#### Document passage ####

Could Dublin Become a 15-minute City?

by Ruaidhrí Saulnier

I love Dublin Bus. It is one of the worst services I regularly use in Dublin, and yet I am an enthusiastic supporter. If Dublin Bus has 1,000,000 fans, I may not be one of them, but I am definitely not a hater. It needs improvement, something that the city is sort of working on, at least when they aren’t privatising routes. More bus lanes would help or allowing them to ram through any vehicle that is smaller. In all seriousness, the existence of Dublin Bus is great, but its reliability issues and inefficient routes are something that needs to be addressed. Especially when as soon as a drop of rain hits Dublin, all hell breaks loose, and us bus users are punished. This causes issues for people not relying on cars and harms any attempts to change our way of life, turning fifteen minutes into fifty.

The concept of 15-minute cities derived from historical ideas about proximity and walkability, first presented in the early 1900s, called neighbourhood units. They were first presented at a time when cars were rising in prominence in American cities, at a time when they weren’t as ingrained into society as they are now, and they weren’t managed as they are now. They were conceived as islands in a sea of vehicular traffic. 

“pedestrianisation allows a city to become more pleasant and healthier and helps tackle the climate crisis”

The 15-minute city is a residential concept in which most daily necessities can be completed within walking or cycling distance from the resident’s home. The term was first coined in 2016, and popularised by the mayor of Paris, Anne Hidalgo, who promised to turn Paris into one. 15-minute cities are built from a series of 5-minute neighbourhoods, which are also known as complete communities. These would increase density, reducing the need for a car, contrasting with the urban sprawl we are familiar with. The land would be mixed usage, with ample employment opportunities, reducing the need to travel. In addition, public transportation needs to be available. This concept has been described as a return to a more local way of life. A re-imagination of towns not divided into discrete zones for different purposes, but as mosaics of neighbourhoods. In which most residents’ needs can be met within 15 minutes of their homes, by either walking, cycling, or using public transport. This in turn, reduces pollutions and brings people closer together.

####

● About this exercise:
Proceed with the article on whether Dublin could become a 15-minute city, beginning after its final sentence. The entries are separate material and are unrelated to the article on Dublin as a 15-minute city.

#### Dataset extract ####

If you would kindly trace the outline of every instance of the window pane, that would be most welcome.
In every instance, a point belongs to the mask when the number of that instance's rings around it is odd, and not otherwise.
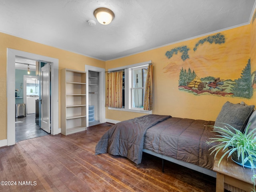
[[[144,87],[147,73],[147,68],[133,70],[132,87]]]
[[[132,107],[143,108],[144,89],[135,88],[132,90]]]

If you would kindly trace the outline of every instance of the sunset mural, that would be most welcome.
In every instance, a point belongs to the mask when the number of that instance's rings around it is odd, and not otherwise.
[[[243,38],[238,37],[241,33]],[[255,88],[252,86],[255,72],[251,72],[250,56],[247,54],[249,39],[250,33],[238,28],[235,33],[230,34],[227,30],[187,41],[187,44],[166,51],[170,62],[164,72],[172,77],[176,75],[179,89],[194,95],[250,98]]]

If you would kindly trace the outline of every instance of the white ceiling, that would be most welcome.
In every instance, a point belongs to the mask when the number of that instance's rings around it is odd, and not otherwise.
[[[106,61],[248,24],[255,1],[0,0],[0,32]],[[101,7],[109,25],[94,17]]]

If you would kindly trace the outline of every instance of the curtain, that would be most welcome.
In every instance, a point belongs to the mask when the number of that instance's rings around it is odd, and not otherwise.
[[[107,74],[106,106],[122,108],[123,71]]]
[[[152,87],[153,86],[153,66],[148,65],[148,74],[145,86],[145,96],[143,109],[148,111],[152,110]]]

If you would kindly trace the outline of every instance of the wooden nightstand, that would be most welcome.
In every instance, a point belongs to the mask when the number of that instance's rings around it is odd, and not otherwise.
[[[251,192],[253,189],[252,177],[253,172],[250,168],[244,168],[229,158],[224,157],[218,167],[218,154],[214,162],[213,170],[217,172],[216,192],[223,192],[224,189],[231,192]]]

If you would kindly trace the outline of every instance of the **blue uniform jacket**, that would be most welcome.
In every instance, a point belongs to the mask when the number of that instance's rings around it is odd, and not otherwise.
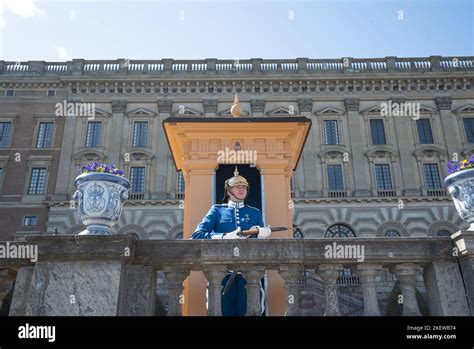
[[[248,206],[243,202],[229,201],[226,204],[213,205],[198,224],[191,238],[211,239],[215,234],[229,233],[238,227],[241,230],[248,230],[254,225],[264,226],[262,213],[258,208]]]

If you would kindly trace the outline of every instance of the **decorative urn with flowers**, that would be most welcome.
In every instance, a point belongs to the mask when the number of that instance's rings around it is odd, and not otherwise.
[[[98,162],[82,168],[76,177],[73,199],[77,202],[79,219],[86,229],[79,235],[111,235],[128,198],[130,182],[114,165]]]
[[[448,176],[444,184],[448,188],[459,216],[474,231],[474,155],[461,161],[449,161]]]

####
#### Dataset extract ####

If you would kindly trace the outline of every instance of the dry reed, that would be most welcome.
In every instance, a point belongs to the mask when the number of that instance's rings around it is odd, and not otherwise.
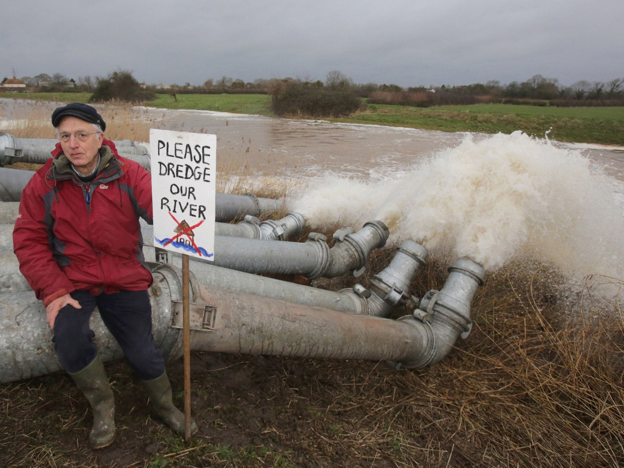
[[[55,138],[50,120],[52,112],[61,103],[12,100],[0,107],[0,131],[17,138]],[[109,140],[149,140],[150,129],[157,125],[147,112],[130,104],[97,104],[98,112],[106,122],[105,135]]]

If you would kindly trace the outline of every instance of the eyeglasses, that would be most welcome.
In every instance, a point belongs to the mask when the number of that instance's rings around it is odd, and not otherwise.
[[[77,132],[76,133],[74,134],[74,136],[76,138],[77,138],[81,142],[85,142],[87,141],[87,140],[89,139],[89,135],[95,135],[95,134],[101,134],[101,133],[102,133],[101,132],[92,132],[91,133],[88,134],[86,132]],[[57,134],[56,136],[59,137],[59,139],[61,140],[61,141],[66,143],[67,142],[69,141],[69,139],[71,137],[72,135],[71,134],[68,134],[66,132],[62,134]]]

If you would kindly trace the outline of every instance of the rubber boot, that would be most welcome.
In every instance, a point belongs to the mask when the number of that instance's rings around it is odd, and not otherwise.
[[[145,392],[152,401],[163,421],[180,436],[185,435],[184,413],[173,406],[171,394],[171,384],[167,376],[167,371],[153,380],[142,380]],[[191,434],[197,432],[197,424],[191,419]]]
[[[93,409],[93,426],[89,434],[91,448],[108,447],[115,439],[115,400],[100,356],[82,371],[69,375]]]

####

● Exercise response:
In parts of Paris traffic has disappeared, and the space they occupied is now mainly dedicated to pedestrians, with trees where asphalt once was. This was helped by lack of traffic during covid, and the travel restrictions forbidding people from travelling too far. These efforts are backed by €300 million in funding from the regional, local, and national governments. The 15-minute city calls for a return to a more local and somewhat slower way of life, where time is better spent locally rather than commuting faraway to experience life. 

We sort of have these ideas applied to Dublin. Grafton Street was first pedestrianised in 1971, and this was made permanent in 1982. Despite initial objections to this by business owners and councillors, the change was for the better. This demonstrates that even forty years ago, people were able to see that cars weren’t the be all and end all. History seems to repeat itself with the resistance to pedestrianisation in College Green and Capel Street. But pedestrianisation allows a city to become more pleasant and healthier and helps tackle the climate crisis. Other cities were able to start this process with much more haste than Dublin, so what is the hold up?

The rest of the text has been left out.